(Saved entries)

--- Begin ---

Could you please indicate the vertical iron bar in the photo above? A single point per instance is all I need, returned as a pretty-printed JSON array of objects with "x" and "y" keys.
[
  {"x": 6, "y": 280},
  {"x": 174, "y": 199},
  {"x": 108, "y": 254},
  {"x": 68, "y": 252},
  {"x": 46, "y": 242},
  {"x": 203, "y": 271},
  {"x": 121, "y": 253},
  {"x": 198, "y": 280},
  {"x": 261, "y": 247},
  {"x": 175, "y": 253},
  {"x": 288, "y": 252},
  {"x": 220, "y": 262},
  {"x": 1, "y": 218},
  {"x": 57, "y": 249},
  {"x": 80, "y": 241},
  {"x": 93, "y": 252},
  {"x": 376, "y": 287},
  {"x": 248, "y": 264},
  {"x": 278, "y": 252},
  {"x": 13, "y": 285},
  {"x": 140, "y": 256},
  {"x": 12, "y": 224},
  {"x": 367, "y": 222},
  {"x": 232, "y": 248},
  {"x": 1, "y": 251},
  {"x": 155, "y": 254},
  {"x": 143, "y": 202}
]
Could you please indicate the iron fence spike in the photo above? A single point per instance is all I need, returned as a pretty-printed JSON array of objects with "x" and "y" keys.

--- End ---

▶ What this task involves:
Output the records verbatim, from the first line to the last.

▶ Exercise output:
Could you please indicate the vertical iron bar in the photo above? A single point per instance is all I need, returned as a pretty-printed JSON array of objects with "x" and "y" keys.
[
  {"x": 6, "y": 280},
  {"x": 174, "y": 199},
  {"x": 108, "y": 254},
  {"x": 68, "y": 252},
  {"x": 46, "y": 242},
  {"x": 203, "y": 271},
  {"x": 121, "y": 253},
  {"x": 198, "y": 280},
  {"x": 261, "y": 247},
  {"x": 175, "y": 253},
  {"x": 288, "y": 252},
  {"x": 220, "y": 262},
  {"x": 1, "y": 218},
  {"x": 57, "y": 249},
  {"x": 80, "y": 241},
  {"x": 93, "y": 252},
  {"x": 376, "y": 287},
  {"x": 248, "y": 264},
  {"x": 278, "y": 252},
  {"x": 13, "y": 285},
  {"x": 140, "y": 256},
  {"x": 12, "y": 224},
  {"x": 367, "y": 222},
  {"x": 232, "y": 248},
  {"x": 1, "y": 251},
  {"x": 155, "y": 254},
  {"x": 143, "y": 202}
]
Could you please indicate the iron fence spike in the photo above? A single point per instance is all I need, returned as a pretty-printed JSON array of objects with "x" and "y" keys.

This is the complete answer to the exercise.